(Short task): Can you write out each of the items below word for word, omitting the pictures?

□ □ □

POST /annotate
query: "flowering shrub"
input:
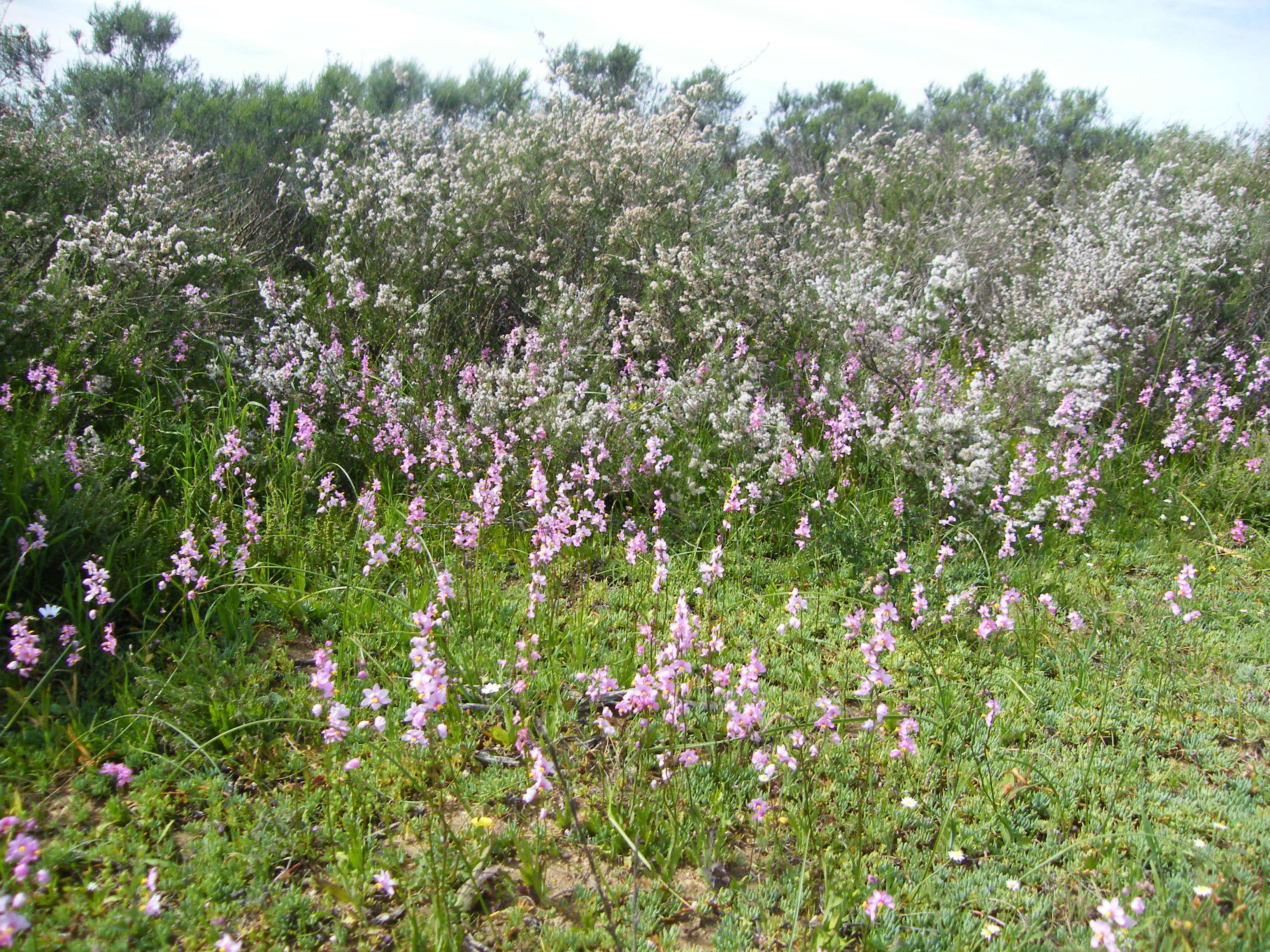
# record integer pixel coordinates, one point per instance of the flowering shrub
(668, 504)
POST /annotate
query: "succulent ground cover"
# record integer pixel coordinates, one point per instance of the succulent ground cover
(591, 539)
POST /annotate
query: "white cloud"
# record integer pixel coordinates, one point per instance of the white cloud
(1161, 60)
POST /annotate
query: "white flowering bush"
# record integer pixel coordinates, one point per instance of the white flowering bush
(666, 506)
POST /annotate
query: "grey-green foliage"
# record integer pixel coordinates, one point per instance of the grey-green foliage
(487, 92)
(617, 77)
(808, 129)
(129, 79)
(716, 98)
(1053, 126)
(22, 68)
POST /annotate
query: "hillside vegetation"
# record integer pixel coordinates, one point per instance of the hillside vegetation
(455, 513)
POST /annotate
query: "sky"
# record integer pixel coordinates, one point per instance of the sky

□ □ □

(Exercise response):
POST /annotate
query: "flowering shrub"
input:
# record integer pixel coordinates, one point per instance of the flowering shrub
(668, 504)
POST /annotate
query: "succulent ground cover"
# record integer pixel coordinates, one point per instance of the succulent ground cover
(591, 539)
POST /annotate
query: "white cloud"
# record integer pixel coordinates, one point per instance of the white cloud
(1161, 60)
POST /annotate
query: "white flowering bush"
# record integer pixel coordinates, one point per instance of the white flowering bush
(666, 506)
POST /annotate
query: "grey-green foliage"
# record integer pixel coordinates, one point per instance of the grey-green foliage
(487, 92)
(617, 77)
(808, 129)
(129, 79)
(716, 98)
(1053, 126)
(22, 68)
POST /annotate
query: "hillside vegetation"
# record integer pixel coordinates, one point per instance of the hillside vegetation
(455, 513)
POST /annotate
query: "sky"
# record integer pixel coordinates, one point per instance of the sky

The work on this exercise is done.